_Extracted text:_
_ _ _ _ _ _ _

200 WATTS RMS OF PINK NOISE RESULTS

Upon dissection, it appeared the VC wire got so hot it expanded right off the bobbin (or former) and was sitting in the bottom of the gap. I had to remove it a turn at a time, and so it appeared like a plate of spaghetti. (photo above)

THIS IS WHAT A NORMAL UNBURNT VC LOOKS LIKE

Upon inspection of the deceased, it became apparent why it took so much power to burn this speaker. The VC wire was wound on an Aluminum bobbin, which in turn was directly coupled to an aluminum cone. This combination of parts allowed much heat to be drawn away from the VC, keeping it cooler than almost all other 1” VC's of this height and size would be. Kudos to the designers at Axiom for an excellent design job.

I remove the deceased, and replace it with subject # 3, the speaker which was going to get tested with a tone burst. Bear in mind, the tone burst was DESIGNED to kill the speaker. It was designed to do NOTHING else. The frequency is at the speakers free air resonance so this will maximize the excursion required for the given voltage, PLUS the impedance magnitude is so high at resonance, the current demand is only ¼ of what it is at 200 Hz. (See Impedance magnitude curve). The combination of high excursion and low current draw is a guarantee that this signal will break the speaker long before it is burnt.

_ _ _ _ _ _ _

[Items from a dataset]

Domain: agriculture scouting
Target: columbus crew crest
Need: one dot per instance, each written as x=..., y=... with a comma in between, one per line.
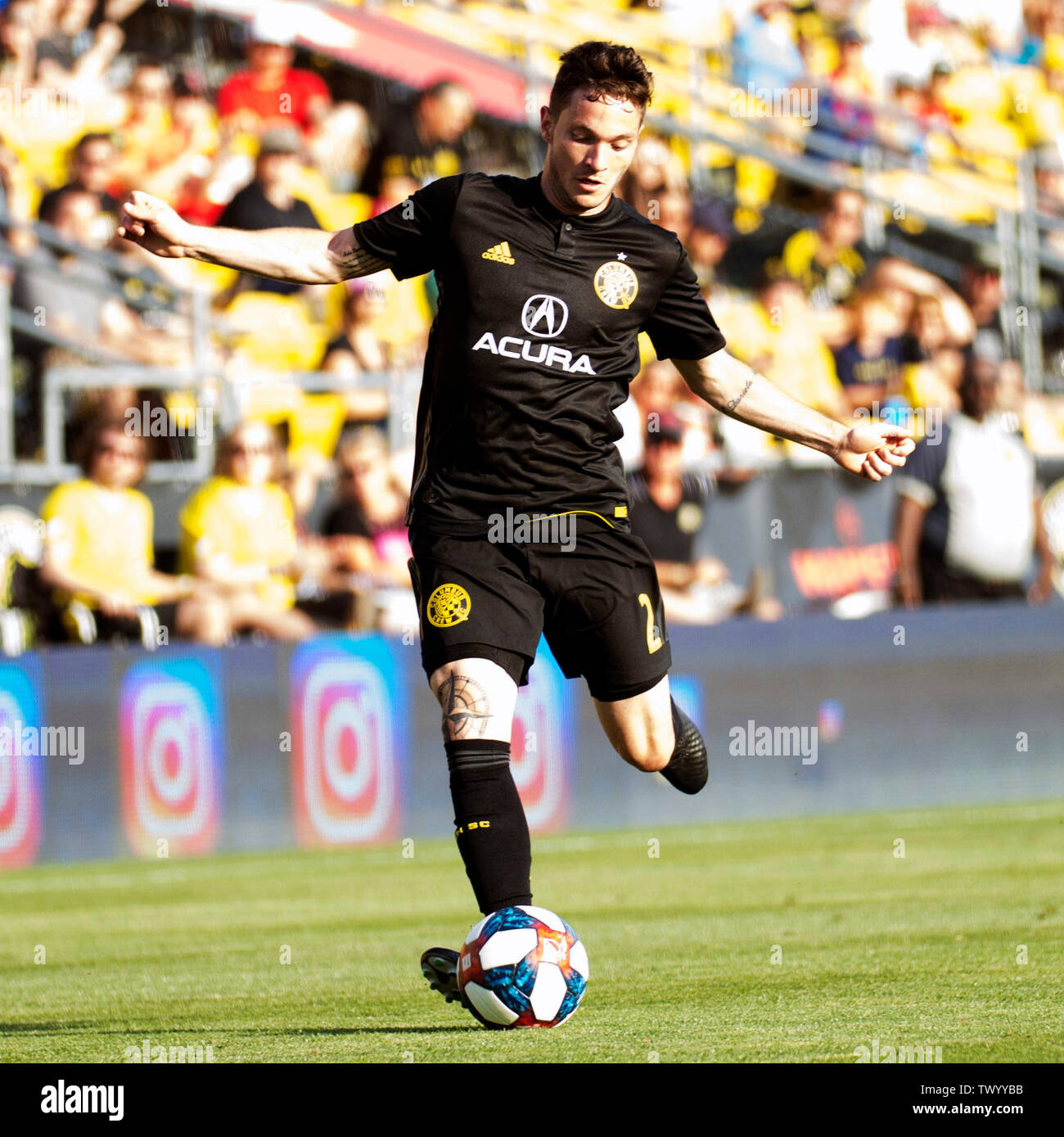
x=615, y=284
x=448, y=605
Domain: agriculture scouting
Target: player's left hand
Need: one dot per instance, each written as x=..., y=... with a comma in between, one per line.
x=873, y=449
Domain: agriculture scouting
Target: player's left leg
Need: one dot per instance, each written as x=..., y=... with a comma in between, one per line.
x=652, y=733
x=606, y=622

_ _ _ _ _ _ _

_Tasks to carry out:_
A - Write out the stretch of the speaker burn test write-up from "Upon dissection, it" through "excellent design job.", word for word.
B - Outside the headings, which words in the speaker burn test write-up are set entirely in capital letters? Leave out abbreviations.

_Outputs by task:_
A -
Upon dissection, it appeared the VC wire got so hot it expanded right off the bobbin (or former) and was sitting in the bottom of the gap. I had to remove it a turn at a time, and so it appeared like a plate of spaghetti. (photo above)

THIS IS WHAT A NORMAL UNBURNT VC LOOKS LIKE

Upon inspection of the deceased, it became apparent why it took so much power to burn this speaker. The VC wire was wound on an Aluminum bobbin, which in turn was directly coupled to an aluminum cone. This combination of parts allowed much heat to be drawn away from the VC, keeping it cooler than almost all other 1” VC's of this height and size would be. Kudos to the designers at Axiom for an excellent design job.

B -
DESIGNED
NOTHING
PLUS